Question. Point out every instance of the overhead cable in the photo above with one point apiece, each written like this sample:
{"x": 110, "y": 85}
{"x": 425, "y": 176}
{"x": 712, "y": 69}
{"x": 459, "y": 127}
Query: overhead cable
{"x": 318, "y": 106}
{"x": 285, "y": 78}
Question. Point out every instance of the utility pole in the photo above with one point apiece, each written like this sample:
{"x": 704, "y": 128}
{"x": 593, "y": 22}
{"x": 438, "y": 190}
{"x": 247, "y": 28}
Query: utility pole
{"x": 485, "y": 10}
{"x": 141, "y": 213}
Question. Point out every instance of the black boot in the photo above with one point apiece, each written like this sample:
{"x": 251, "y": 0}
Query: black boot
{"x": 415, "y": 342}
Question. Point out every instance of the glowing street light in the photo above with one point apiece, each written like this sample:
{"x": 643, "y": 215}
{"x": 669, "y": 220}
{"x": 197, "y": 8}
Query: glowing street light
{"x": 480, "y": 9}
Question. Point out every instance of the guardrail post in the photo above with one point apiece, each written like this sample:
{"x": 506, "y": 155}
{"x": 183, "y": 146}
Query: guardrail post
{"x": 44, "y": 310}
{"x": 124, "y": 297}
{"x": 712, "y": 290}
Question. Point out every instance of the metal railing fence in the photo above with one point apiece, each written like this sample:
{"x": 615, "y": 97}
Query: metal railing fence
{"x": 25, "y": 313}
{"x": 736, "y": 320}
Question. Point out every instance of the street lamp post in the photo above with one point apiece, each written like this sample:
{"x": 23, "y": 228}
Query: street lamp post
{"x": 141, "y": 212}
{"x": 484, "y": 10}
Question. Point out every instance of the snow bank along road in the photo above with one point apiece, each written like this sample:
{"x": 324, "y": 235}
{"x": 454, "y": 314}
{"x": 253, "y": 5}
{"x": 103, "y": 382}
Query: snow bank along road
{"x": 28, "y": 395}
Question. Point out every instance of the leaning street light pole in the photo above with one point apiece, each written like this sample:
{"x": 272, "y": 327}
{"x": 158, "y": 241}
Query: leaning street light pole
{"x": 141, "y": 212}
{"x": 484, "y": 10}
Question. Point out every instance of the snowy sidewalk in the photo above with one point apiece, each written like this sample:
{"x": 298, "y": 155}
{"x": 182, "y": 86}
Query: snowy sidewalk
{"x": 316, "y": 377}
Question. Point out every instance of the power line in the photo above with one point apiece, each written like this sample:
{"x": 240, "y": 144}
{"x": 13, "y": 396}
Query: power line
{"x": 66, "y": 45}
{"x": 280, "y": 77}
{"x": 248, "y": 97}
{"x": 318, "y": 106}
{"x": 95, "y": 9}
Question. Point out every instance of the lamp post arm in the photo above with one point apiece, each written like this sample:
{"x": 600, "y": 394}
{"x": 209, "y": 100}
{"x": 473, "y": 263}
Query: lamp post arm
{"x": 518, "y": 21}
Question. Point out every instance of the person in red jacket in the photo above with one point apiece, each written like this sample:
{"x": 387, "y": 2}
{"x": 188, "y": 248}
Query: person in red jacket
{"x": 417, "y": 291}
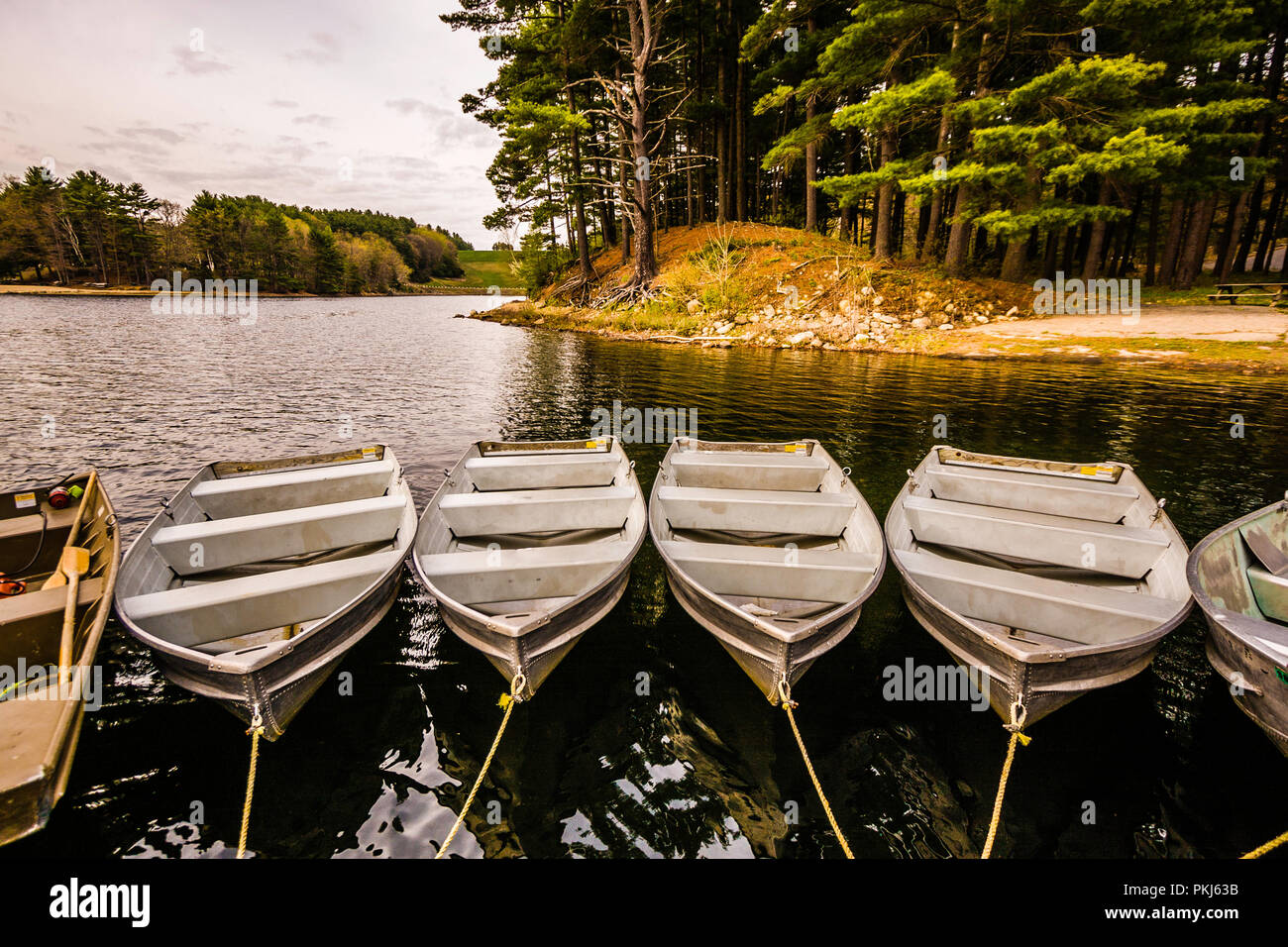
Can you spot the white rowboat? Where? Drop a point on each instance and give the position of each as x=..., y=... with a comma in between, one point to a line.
x=769, y=547
x=526, y=545
x=257, y=578
x=1052, y=579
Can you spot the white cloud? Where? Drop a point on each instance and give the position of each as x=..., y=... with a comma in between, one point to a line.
x=129, y=97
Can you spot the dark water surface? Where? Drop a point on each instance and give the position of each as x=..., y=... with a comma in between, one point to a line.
x=700, y=764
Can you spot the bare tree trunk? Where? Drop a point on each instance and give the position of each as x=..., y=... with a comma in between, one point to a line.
x=930, y=247
x=1267, y=232
x=1196, y=244
x=1091, y=264
x=883, y=247
x=958, y=237
x=1172, y=244
x=644, y=38
x=739, y=141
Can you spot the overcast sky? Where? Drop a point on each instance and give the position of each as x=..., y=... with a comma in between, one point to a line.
x=318, y=102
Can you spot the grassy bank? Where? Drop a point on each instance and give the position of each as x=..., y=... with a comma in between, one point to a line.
x=483, y=269
x=780, y=287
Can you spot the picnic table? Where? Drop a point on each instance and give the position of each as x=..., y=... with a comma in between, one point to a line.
x=1258, y=292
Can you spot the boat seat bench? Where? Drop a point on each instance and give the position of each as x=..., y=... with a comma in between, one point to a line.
x=807, y=575
x=1270, y=591
x=1031, y=491
x=1108, y=548
x=27, y=628
x=1073, y=612
x=541, y=471
x=209, y=545
x=202, y=612
x=286, y=489
x=513, y=575
x=498, y=513
x=756, y=510
x=733, y=470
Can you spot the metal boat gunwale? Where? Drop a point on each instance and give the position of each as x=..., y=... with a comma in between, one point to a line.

:: EXERCISE INSTRUCTIONS ::
A verbatim copy of the material, pictures excluded, is what must be produced.

:: RESPONSE AREA ::
Question. Point out every instance of the overhead cable in the photo above with one point apiece, each written like this sample:
{"x": 110, "y": 85}
{"x": 425, "y": 176}
{"x": 712, "y": 69}
{"x": 459, "y": 127}
Query: overhead cable
{"x": 318, "y": 106}
{"x": 285, "y": 78}
Question. Point out every instance of the utility pole in the photo above with one point apiece, each written like this sample:
{"x": 704, "y": 128}
{"x": 593, "y": 22}
{"x": 438, "y": 190}
{"x": 247, "y": 28}
Query: utility pole
{"x": 485, "y": 10}
{"x": 141, "y": 213}
Question. Point out every instance of the black boot in the photo above with one point apiece, each written like this sample:
{"x": 251, "y": 0}
Query: black boot
{"x": 415, "y": 342}
Question. Point out every instance of the glowing street light in the photo above with one point apiece, each written like this sample:
{"x": 643, "y": 215}
{"x": 669, "y": 220}
{"x": 197, "y": 8}
Query: glowing street light
{"x": 480, "y": 9}
Question. Point out every instance of the guardrail post in the photo above with one point apiece, each written like this sample:
{"x": 506, "y": 155}
{"x": 183, "y": 146}
Query: guardrail post
{"x": 44, "y": 310}
{"x": 124, "y": 297}
{"x": 712, "y": 290}
Question. Point out every instance of the metal railing fence in the photo above with one point apiece, each written like this sample:
{"x": 615, "y": 97}
Query: metal railing fence
{"x": 25, "y": 313}
{"x": 736, "y": 320}
Question. Point out every instance of the street lamp post in the photo above with one point apiece, each written like this sample:
{"x": 23, "y": 228}
Query: street lamp post
{"x": 141, "y": 212}
{"x": 484, "y": 10}
Question. Point out every instance of the snow bank along road in the photo above with one point apiece, each written like this sample:
{"x": 324, "y": 235}
{"x": 454, "y": 314}
{"x": 253, "y": 5}
{"x": 103, "y": 382}
Query: snow bank along road
{"x": 28, "y": 395}
Question. Point out every instance of the leaning street light pole in the photo above with one point apiece, each written like this sample:
{"x": 272, "y": 327}
{"x": 158, "y": 241}
Query: leaning street light pole
{"x": 141, "y": 212}
{"x": 484, "y": 10}
Question. Point out every instance of the snowy sidewalk in the photo above with one point apiece, each written like this sample:
{"x": 298, "y": 155}
{"x": 182, "y": 86}
Query: snowy sidewalk
{"x": 316, "y": 377}
Question. Point out every instance of the power line in the photo above with one point apiece, each written like this sample:
{"x": 240, "y": 144}
{"x": 13, "y": 396}
Query: power line
{"x": 66, "y": 45}
{"x": 280, "y": 77}
{"x": 248, "y": 97}
{"x": 318, "y": 106}
{"x": 95, "y": 9}
Question. Point out every instance of the lamp post arm in the photo above with one point apiece, each written like this sample:
{"x": 600, "y": 394}
{"x": 209, "y": 100}
{"x": 473, "y": 263}
Query: lamp post arm
{"x": 518, "y": 21}
Question. Point out every instance of the person in red jacket in the photo above with one point apiece, each written like this sample:
{"x": 387, "y": 2}
{"x": 188, "y": 248}
Query: person in red jacket
{"x": 417, "y": 291}
Can you spot the white rowboat? Where? Drop a point on each instance and give the position of each as x=..., y=... with a comma in between, one point to a line.
x=769, y=547
x=526, y=545
x=257, y=578
x=1052, y=579
Can you spot the white cloud? Where? Drop a point on each instance and give the position of each as x=..., y=... with a comma in between, one point to a line.
x=129, y=97
Can you spot the dark water surface? Where? Drop a point on each instance and give the position of each as x=..., y=... with a comma in between, one point to a line.
x=700, y=764
Can you spot the bare tree trunk? Where? Drop a point on each instance and give the position of each as x=..., y=... with a comma in between, one point to a line.
x=930, y=247
x=1267, y=232
x=1196, y=244
x=1091, y=264
x=883, y=247
x=958, y=237
x=1172, y=244
x=644, y=38
x=739, y=141
Can you spot the overcast sky? Where? Drop a point on each instance and give the position of each as x=..., y=... with a comma in between, one point to a line.
x=318, y=102
Can you spot the grassy bank? Where? Drop a point on each instance and give the position of each as x=..., y=... with a comma in between, one point to a line.
x=483, y=269
x=780, y=287
Can you spot the picnic table? Where? Drop a point on each instance and give the position of each as x=..., y=... with a comma in between, one point to a line.
x=1258, y=292
Can you spot the boat seat bench? Where? Drop a point on each instance and give the position of each as x=..., y=... with a comma in between, one point to a line.
x=807, y=575
x=1270, y=591
x=1031, y=491
x=1108, y=548
x=27, y=628
x=1073, y=612
x=541, y=471
x=209, y=545
x=202, y=612
x=286, y=489
x=513, y=575
x=498, y=513
x=756, y=510
x=733, y=470
Can you spot the metal boat gunwale? Where? Drop a point on each instance and give the position of each as x=..., y=... with a comma in between, one point to a line.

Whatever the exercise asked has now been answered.